GIVEN PASSAGE:
<<<<

Just spent a good deal of time writing this answer to another post...thought I'd put it here too.


I'm a photographer but to make ends meet, I operate an estate managment company and with this come a good number of clients that have found old film in a persons belongings after a death.  I've become a bit of an expert I think.  This is my experience.......

 Rocky Mountain is very slow (6 months to a year and a half), expensive and do little beyond processing your film in a developer that would have been appropriate for the time period but does little to compensate for the age of the film.  Prints are then made on a mini-lab onto conventional color RA4 paper.  You pay full price regardless of the results.  They do seem to have the experience but it seems like they really don't give a damn.  Though the most popular and the most recommended of all the places doing this work they are best avoided.

 Process C-22 is run by an individual who is competent and truely seems to enjoy his work and have concern over what type of product he puts out.  The turn-around time is not fast but hey....do you really need a fast turn-around on film that is 40 years old.  Most film is developed in a developer that renders a B&W negative regardless if it is a color film or not.  This is an appropriate approach with undeveloped vintage film as the silver content that is normally bleached from a color film is far more resilient over time then the color dye image.  All work is scanned from the negative and digitally enhanced before it is printed.  Your will pay for development regardless of results though you will not be charged the scanning and printing fee.  Seems fair enough to me.  Beyond the fact he's overseas he's an excellent option.

 Rapid Photo.  They're name is correct.  Of all the places offering this service they are the fastest though by experience not as fast as they claim.  The folks here seem competent enough and the phone service is good.  If they are unable to salvage anything from your film you will be charged the developing price only.  What I do like about thier service is that you pay only for the prints that they do.  What I don't like is that if you pay by check the full price, assuming all of the pictures worked out getting a refund for the difference is unwieldy.  They do include a cd along with prints but this cd is scanned from the print and not from the film.  Much improvement can be made in the digital realm to these distressed images so this is an unfortunate approach.  If you need your film back quickly this is the place to go to.  I would recommend process only and then plan to take the time to do your own scanning (contrary to their claim that scanners will not scan negatives of this density...most can) so you can do some very necessary corrections before you output to paper.

 Film Rescue is the most expensive of all of the above but in this case you do pay for what you get.  They are moderately slow (6 to 9 weeks) but do tend to deliver about on time.  As mentioned, you will pay more here then anywhere else but you will pay nothing if they are unable to salvage recognizable pictures from your film.  Sounds like good motivation to do it right.  I also like that if your film is bordline to the point the images may not be recognizable they do call to consult if you want to proceed with the digital work.  If you say no then....no charge.  Your recieve back prints, negatives and digital files on CD-r.  The price includes age appropriate development, scanning from the negative, digital corrections and return postage though with the price that they charge I don't think including the postage is that big of deal.  If you want Cadilac service and the film is important to you then this is the way to go....that does come with a price though.

 Helen


----------

>>>>

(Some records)
<<<<

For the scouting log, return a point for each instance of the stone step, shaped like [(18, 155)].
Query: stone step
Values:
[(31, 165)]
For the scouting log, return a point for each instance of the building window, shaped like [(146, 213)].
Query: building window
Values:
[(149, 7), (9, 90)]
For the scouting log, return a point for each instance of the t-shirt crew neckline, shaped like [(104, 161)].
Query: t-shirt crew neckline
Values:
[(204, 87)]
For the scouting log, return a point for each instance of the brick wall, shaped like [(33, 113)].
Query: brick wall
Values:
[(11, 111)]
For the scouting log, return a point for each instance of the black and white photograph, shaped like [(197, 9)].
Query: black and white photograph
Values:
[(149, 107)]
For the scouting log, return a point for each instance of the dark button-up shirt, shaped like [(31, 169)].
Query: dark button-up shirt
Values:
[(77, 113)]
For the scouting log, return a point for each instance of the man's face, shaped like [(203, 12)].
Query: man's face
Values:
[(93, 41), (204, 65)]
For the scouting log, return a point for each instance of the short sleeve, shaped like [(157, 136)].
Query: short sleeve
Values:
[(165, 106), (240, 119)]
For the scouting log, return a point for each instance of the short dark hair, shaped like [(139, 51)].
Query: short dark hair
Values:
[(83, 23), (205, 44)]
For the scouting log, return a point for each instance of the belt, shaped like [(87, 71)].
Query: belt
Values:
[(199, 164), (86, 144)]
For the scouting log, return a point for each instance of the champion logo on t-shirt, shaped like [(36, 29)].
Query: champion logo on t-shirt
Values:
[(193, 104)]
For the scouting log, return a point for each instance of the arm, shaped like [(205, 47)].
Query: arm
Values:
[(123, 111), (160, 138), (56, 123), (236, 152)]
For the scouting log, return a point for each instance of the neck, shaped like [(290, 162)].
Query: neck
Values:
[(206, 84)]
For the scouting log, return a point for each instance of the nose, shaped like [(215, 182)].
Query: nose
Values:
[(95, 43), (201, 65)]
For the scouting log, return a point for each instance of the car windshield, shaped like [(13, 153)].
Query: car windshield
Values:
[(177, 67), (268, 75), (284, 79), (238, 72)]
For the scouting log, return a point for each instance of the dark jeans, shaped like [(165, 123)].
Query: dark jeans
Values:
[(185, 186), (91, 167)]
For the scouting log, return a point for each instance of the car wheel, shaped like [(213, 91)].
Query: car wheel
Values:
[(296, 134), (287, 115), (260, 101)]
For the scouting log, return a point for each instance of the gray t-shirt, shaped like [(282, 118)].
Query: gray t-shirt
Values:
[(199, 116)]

>>>>

PROBLEMS AND TASKS:
• A. In the post on developing old film, name every processing company that gets reviewed.
• B. Using the post on developing old film, decide whether each statement agrees with it, and quote the words that settle each one: (i) Rocky Mountain charges full price even when the results are poor. (ii) The CD from Rapid Photo is scanned from the film. (iii) Film Rescue takes about 6 to 9 weeks.

SOLUTIONS TO THE TASKS:
• A. Rocky Mountain, Process C-22, Rapid Photo, Film Rescue

• B.
(i) Yes: "You pay full price regardless of the results."
(ii) No: "this cd is scanned from the print and not from the film."
(iii) Yes: "They are moderately slow (6 to 9 weeks)"